Instrucciones
a – Según el texto sobre las mujeres campesinas, ¿durante cuántos años fue Migdalia Santos delegada de su circunscripción?
b – Retoma el texto sobre las mujeres campesinas y continúalo a partir de su última oración.

Texto de la página
★ ★ ★

Más lejos, en el barrio El Uso, Migdalia Santos preside la junta directiva de la Cooperativa de Crédito y Servicios (CCS) Felipe Gutiérrez. Reconoce que al principio tuvo miedo, que «por eso no quería asumir el cargo, porque no sabía cómo me iban a aceptar los asociados. Pero aprendí a llegar al campesino, conversar con él y ganarme su comprensión, aunque a veces no tenga siquiera los recursos que necesita», narra esta mujer de 41 años que ha sido, además, delegada de su circunscripción durante 12 años.

De su empeño han resultado nuevas instalaciones y servicios para la cooperativa, como oficinas, un almacén y un salón de reuniones que sirve también como espacio recreativo. Su esmero parece insuflarle ánimos a Arlety Santos, económica en la CCS y secretaria del núcleo del Partido, quien trabaja la tierra de su padre «a cualquier hora».

«Arar con bueyes es lo único que no he hecho, pero siembro y soy la guía de mi papá y de mi esposo en la fumigación. Les aviso si hay plagas y decido lo que haya que echar, porque he pasado cursos de sanidad vegetal y tengo mis libritos sobre eso», comenta satisfecha.

¿Iguales o diferentes?

Ninguna de estas mujeres se siente inferior o en desventaja por vivir a tantos kilómetros de la ciudad. «Cuando vamos a salir, nos arreglamos bonitas, igual que las del pueblo, y no hay quien nos diferencie, a no ser porque yo soy una de las que produce la comida de todos, y me gano mi dinerito con la tierra», dice Arlety con una risa sincera y cubanísima.

Pero si reconocen que tienen mucho potencial como las citadinas, también advierten que resultan visibles algunas diferencias difíciles de sortear.

«La mujer que trabaja en el campo tiene un poquito más de restricciones, porque las cosas le quedan más lejos, los mercados los tenemos más aislados y las posibilidades de recreación son mucho menores», reflexiona Irma Rodríguez, obrera jubilada de Industrias Locales.

«Pensamos distinto porque la vida de nosotras se enmarca en este pedacito de tierra. No todas las mujeres del campo trabajan; hay una gran mayoría que son amas de casa: se encargan del hogar, los niños, ayudan a los esposos… Muchas pasan días difíciles porque atienden a los obreros que trabajan en el campo y hacen desayuno para 20 y cocinan para diez», explica Migdalia.

★ ★ ★

Entradas del conjunto de datos:
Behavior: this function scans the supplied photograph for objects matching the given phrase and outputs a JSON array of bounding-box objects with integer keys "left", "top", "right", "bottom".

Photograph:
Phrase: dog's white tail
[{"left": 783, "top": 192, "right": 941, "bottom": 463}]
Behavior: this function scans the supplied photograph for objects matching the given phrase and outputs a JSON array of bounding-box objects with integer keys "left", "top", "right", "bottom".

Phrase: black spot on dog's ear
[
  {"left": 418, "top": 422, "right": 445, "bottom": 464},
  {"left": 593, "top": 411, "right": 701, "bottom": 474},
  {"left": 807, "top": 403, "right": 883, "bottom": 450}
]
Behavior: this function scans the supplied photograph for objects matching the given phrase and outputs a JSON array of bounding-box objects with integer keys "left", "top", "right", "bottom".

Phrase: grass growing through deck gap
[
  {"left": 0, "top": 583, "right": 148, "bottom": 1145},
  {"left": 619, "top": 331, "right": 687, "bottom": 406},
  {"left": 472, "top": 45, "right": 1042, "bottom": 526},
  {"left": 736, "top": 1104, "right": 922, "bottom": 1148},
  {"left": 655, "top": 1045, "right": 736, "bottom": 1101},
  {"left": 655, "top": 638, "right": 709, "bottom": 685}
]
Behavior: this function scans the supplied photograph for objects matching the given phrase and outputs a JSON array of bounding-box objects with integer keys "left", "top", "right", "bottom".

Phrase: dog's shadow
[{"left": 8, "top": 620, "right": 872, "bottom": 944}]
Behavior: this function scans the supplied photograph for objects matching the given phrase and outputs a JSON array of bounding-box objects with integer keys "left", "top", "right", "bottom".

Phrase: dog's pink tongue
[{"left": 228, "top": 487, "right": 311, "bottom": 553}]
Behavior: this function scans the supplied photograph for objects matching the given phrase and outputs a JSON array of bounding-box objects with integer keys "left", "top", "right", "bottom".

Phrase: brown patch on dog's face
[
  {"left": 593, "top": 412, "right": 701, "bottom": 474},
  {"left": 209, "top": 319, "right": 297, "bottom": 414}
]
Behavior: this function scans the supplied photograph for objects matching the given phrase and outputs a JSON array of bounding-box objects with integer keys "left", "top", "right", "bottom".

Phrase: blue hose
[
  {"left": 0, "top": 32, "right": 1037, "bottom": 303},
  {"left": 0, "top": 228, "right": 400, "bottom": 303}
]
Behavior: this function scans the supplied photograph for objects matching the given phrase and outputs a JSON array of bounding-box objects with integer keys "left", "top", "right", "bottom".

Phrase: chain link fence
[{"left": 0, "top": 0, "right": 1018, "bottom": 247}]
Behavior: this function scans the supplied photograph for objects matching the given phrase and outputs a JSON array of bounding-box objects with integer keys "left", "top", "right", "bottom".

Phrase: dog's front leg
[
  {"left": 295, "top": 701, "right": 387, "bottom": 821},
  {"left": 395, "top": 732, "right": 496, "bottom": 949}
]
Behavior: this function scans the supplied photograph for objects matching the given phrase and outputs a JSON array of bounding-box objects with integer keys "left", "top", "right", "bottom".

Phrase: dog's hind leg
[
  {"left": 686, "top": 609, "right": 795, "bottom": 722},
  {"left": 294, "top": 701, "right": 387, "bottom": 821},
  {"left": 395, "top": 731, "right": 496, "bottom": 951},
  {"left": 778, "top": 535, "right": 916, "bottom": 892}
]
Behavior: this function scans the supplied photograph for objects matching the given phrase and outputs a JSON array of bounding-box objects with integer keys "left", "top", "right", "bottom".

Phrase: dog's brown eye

★ ★ ★

Respuestas
a – Durante 12 años.

b –
Realidades, desafíos, sueños…

Dice Gélsida González que parece como si hubiesen quitado  a un «Bocas» antiguo y, en su lugar, hubiesen puesto a otro. La actividad de reparación y mantenimiento que alcanzó a 60 obras y acciones constructivas, hace que el poblado semeje una «joyita» en medio de ríos y sembrados. Farmacia, consultorios médicos, una plaza cultural, un restaurante, un parque, bodegas, edificios recién pintados… animan a sus pobladores.

«Ahora falta que retomen las actividades recreativas, porque antes aquí había matinés los domingos; se daban las misceláneas, donde vendían todo tipo de productos; tocaban los grupos, ponían música grabada y una se divertía», reclama Valentina, tal como lo hicieron antes, con ideas más juveniles, varias estudiantes del preuniversitario.

Y aunque no pocas aseguran que «en mi casa lava, cocina y friega todo el mundo», también hay quienes se refieren al pensamiento machista como una de las limitaciones que sobreviven para las mujeres de esta zona, lo cual impide, incluso, la continuidad de estudios, como lo explicó la Directora del centro escolar. Otras reclaman la apertura de nuevas fuentes de empleo y la creación, al menos, de un círculo infantil «para trabajar menos presionadas». 

Nada de eso empaña, sin embargo, el sentimiento de identidad de sus pobladoras. Lo ratifica Yanela Vázquez, de 67 años: «He tenido tantos sueños y los he visto realizar aquí en mi pueblo, que por eso no lo abandono».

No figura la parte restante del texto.